# Task objective:
Count the lines in the data below that contain the string "black", treating uppercase and lowercase letters as different, and give only the number.

# Records supplied:
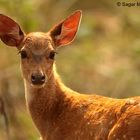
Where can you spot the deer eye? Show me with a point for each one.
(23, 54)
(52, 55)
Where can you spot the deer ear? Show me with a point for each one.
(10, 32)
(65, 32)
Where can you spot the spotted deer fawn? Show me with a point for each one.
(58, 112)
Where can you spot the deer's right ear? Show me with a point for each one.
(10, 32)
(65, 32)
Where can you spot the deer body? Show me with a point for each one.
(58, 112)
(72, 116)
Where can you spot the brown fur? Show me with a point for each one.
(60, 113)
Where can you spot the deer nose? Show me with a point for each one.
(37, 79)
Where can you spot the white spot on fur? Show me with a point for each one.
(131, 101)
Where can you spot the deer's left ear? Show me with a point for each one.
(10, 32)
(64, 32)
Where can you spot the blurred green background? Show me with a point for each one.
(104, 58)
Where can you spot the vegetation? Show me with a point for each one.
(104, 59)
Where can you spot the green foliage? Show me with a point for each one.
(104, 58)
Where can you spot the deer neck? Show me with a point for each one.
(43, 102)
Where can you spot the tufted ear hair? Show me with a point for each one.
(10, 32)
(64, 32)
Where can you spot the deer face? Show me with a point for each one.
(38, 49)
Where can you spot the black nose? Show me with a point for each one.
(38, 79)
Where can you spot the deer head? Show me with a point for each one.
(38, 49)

--

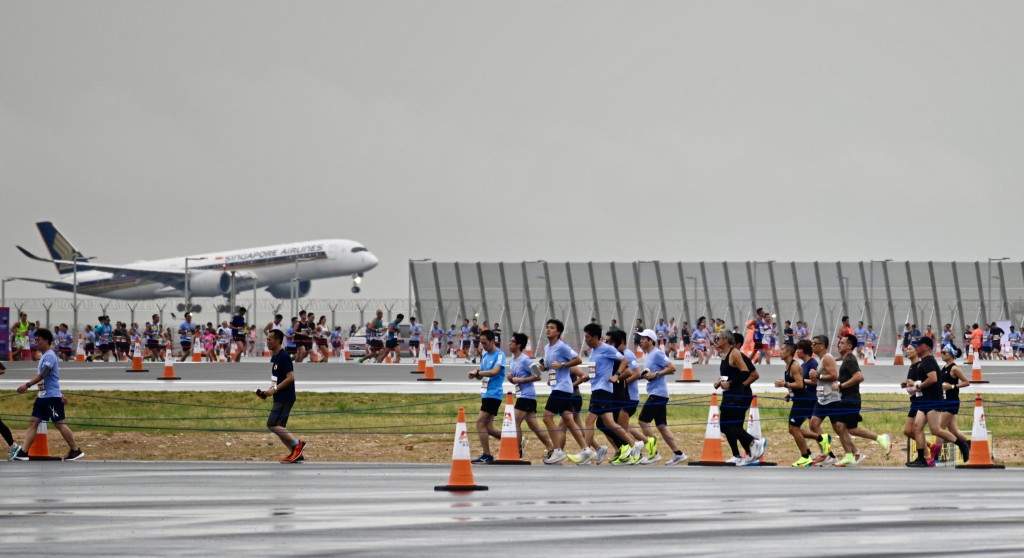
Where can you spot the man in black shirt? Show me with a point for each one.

# Written response:
2